• _Aim_
Return every line of the records below, word for word and unchanged.

Recorded data
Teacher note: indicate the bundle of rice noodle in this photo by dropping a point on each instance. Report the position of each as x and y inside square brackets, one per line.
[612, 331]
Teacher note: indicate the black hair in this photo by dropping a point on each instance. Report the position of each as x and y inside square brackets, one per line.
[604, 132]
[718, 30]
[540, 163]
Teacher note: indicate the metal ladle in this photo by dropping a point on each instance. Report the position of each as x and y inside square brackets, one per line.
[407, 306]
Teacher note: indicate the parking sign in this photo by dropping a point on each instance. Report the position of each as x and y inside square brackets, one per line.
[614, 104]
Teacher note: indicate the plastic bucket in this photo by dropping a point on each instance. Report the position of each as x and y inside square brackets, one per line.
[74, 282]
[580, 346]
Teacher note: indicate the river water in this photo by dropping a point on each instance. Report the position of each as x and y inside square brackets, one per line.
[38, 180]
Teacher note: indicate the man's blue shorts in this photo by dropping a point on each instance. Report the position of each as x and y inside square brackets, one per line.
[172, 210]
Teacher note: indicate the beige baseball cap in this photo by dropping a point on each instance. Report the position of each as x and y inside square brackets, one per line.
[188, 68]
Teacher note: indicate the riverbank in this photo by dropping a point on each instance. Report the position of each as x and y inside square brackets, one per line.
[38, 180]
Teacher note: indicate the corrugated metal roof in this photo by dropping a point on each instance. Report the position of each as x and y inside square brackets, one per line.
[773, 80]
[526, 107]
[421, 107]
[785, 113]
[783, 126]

• _Task solution_
Teacher note: indicate the bundle of rice noodle in this photo by dropping a point on each instance. Report the position of each as x and y inside square brackets, one per line.
[612, 331]
Teacher note: indicate the black hair in this photo by dropping a point on each instance. Report the position of each as x and y inside square brackets, one per line.
[604, 132]
[718, 30]
[540, 163]
Teacher note: indicate the metal ladle in this photo by dropping a point on each instance. Report the position of each as x and y inside square brackets, one per line.
[407, 306]
Teacher note: indicate the parking sign in this photo by dropping a point on each instance. Report the position of each as x and y inside square brackets, one per line.
[614, 104]
Teacher note: indicate the plastic bucket in this photo by dropping a point on each instance. Report the position of each as x and y inside square brackets, one per line.
[74, 282]
[580, 346]
Teacher note: indicate the river water in this photo by dropping a point on each instance. Report the position of each as x and y inside square brackets, one per line.
[38, 180]
Teacher note: indicate the man's blue shorts in this photo by dropping a point on each instance. Report the position of each as x and y inside square brackets, one per line.
[172, 210]
Teacher note: indicate the beige baseball cap in this photo by dropping a point on each instance. Report the position of each as x and y inside square brackets, one per line.
[188, 68]
Teacher note: indicate the riverbank in this photo by dropping a point on each instance. Report the position of each as x and y inside square brackets, one per line.
[38, 180]
Teacher note: indicate the corrugated metal roof in this photo by dropping a point on each instance. Report the position of each as x and y inside square brackets, one per line.
[773, 80]
[526, 107]
[421, 107]
[785, 113]
[783, 126]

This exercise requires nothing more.